Data section start
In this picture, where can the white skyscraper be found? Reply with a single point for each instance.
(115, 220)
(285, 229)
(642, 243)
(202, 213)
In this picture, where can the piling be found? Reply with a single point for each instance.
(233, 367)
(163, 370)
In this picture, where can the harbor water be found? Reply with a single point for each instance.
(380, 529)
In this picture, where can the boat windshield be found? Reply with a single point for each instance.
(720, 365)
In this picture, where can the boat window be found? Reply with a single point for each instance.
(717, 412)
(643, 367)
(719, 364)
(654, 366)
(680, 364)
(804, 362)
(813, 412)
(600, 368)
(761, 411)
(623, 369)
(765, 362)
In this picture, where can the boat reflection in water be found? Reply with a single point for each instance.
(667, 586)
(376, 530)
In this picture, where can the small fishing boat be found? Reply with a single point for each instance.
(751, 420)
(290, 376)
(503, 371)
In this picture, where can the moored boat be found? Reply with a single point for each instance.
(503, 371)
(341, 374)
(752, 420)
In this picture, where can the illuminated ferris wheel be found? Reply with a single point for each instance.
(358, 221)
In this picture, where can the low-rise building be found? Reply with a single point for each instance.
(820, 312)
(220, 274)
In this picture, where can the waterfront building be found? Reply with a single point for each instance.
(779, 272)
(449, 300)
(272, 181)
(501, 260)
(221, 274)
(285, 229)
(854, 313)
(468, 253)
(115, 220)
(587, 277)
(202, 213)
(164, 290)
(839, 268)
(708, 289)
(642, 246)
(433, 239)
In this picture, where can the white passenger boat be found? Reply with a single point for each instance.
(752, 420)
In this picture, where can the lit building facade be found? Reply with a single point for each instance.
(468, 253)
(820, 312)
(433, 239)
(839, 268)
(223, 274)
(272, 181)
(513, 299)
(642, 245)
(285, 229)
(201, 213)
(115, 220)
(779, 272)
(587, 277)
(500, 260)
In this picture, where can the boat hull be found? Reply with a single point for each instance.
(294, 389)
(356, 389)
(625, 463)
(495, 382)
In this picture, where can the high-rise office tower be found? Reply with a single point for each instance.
Data section end
▸ Work order:
A full, exact copy of the entries is required. Return it.

▸ Exercise answer:
In this picture, where can the white skyscraper be found? Reply with a single point for each instance.
(115, 220)
(285, 229)
(642, 243)
(202, 213)
In this picture, where can the piling be found? Reply with a single point for each instance.
(233, 367)
(163, 370)
In this picture, where can the harbor water be found? Reply with a single point for each instance.
(380, 529)
In this picture, where can the boat windshield be found? Reply with a single point for each instance.
(720, 365)
In this picture, where can the boat window be found? Reply with a single point for each instance.
(717, 412)
(643, 367)
(719, 364)
(654, 366)
(680, 364)
(804, 362)
(813, 412)
(600, 368)
(761, 411)
(623, 369)
(765, 362)
In this picture, where can the boat reflection in water be found? Reply with a single point for each instance.
(667, 586)
(376, 530)
In this picture, where can the small fishing boat be found? Reply with a single point for each instance.
(751, 420)
(290, 376)
(503, 371)
In this picture, where can the moored boat be found? Reply with a single point for each instance.
(503, 371)
(341, 374)
(752, 420)
In this picture, where can the illuminated ferris wheel be found? Reply with a single point for each instance.
(358, 221)
In this picture, where can the low-rise building be found? Reply with a single point for each instance.
(820, 312)
(220, 274)
In this picture, where can the waterfront building be found? Reply with a single point for each instance.
(779, 272)
(449, 300)
(272, 181)
(501, 260)
(221, 274)
(285, 229)
(854, 313)
(468, 253)
(115, 220)
(587, 277)
(202, 213)
(164, 290)
(839, 268)
(708, 289)
(642, 246)
(433, 239)
In this picture, where can the white passenger boat be found? Reply with a single point for each instance.
(752, 420)
In this picture, where can the lit building facade be found? Reply with a single point for each instance.
(468, 253)
(820, 312)
(433, 239)
(839, 268)
(223, 274)
(272, 181)
(513, 299)
(642, 245)
(285, 229)
(201, 213)
(115, 220)
(779, 272)
(587, 277)
(500, 260)
In this picture, where can the boat hull be found? Reply with a single point for each instance.
(294, 389)
(356, 389)
(625, 463)
(495, 382)
In this picture, where can the high-rise office tower be found? Reply with a single point for each instance.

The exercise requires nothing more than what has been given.